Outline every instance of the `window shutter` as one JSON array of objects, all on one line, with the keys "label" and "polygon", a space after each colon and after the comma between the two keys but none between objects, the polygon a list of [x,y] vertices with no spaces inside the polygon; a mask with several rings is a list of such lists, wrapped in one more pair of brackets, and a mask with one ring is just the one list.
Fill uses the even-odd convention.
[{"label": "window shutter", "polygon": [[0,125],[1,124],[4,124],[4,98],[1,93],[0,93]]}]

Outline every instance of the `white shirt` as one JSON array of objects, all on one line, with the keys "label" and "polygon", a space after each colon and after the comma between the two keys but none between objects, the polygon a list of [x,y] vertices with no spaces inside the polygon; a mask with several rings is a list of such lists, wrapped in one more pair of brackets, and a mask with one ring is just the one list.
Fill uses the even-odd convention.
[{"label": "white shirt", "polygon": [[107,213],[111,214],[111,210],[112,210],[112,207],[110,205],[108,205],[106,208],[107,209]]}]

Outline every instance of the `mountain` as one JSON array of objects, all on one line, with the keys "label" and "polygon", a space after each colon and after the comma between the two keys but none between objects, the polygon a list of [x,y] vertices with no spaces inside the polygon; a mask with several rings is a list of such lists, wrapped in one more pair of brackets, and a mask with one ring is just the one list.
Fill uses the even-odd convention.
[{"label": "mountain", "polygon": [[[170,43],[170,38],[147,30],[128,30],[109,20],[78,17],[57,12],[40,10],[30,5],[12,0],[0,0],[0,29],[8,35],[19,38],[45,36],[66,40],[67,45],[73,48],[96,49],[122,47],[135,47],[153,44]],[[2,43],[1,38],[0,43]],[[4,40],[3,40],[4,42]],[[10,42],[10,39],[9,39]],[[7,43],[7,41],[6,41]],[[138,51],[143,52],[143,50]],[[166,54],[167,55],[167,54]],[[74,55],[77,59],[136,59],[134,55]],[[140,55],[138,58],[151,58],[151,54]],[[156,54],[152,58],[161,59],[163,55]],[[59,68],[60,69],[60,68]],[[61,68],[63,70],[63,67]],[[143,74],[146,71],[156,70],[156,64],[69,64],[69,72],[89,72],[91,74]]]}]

• [Problem description] Rewrite all of the records above as a numbered list with one line per item, leaving out the blank lines.

• [Exercise output]
1. Outline every instance of the `window shutter` as one JSON array of objects, all on one line, with the keys "label" and "polygon", a space after each colon and after the comma between the two keys but none between objects, the polygon a list of [x,y] vertices with no spaces inside the polygon; a mask with several rings is a list of such lists, wrapped in one more pair of brackets, and a mask with one ring is just the one list.
2. Fill uses the even-odd convention.
3. [{"label": "window shutter", "polygon": [[0,125],[1,124],[4,124],[4,98],[1,93],[0,93]]}]
4. Outline every instance of the `white shirt` as one JSON array of objects, all on one line, with the keys "label" and "polygon", a space after each colon and after the comma between the two keys but none between objects, the polygon a list of [x,y] vertices with no spaces inside the polygon; a mask with several rings is a list of such lists, wrapped in one more pair of brackets, and a mask with one ring is just the one list.
5. Fill uses the even-odd convention.
6. [{"label": "white shirt", "polygon": [[107,213],[111,214],[111,210],[112,210],[112,207],[110,205],[108,205],[106,208],[107,209]]}]
7. Outline every instance of the `mountain` as one JSON array of objects, all on one line, with the keys "label" and "polygon", a space after each colon and after the comma between the two keys but none between objects, the polygon a list of [x,y] vertices with no spaces inside the polygon; a mask with several rings is a list of such lists, wrapped in one more pair of brackets, and a mask with one ring is just the one list.
8. Fill uses the even-odd convention.
9. [{"label": "mountain", "polygon": [[[170,43],[170,38],[147,30],[128,30],[109,20],[78,17],[57,12],[40,10],[30,5],[12,0],[0,0],[0,29],[8,35],[19,38],[45,36],[66,40],[67,45],[73,48],[96,49],[122,47],[135,47],[153,44]],[[2,43],[1,38],[0,43]],[[4,40],[3,40],[4,42]],[[10,42],[10,39],[9,39]],[[7,43],[7,41],[6,41]],[[138,51],[143,52],[143,50]],[[166,54],[167,55],[167,54]],[[74,55],[77,59],[136,59],[134,55]],[[140,55],[138,58],[151,58],[151,54]],[[156,54],[152,58],[161,59],[163,55]],[[59,68],[60,69],[60,68]],[[61,68],[63,70],[63,67]],[[143,74],[146,71],[156,70],[156,64],[69,64],[69,72],[89,72],[91,74]]]}]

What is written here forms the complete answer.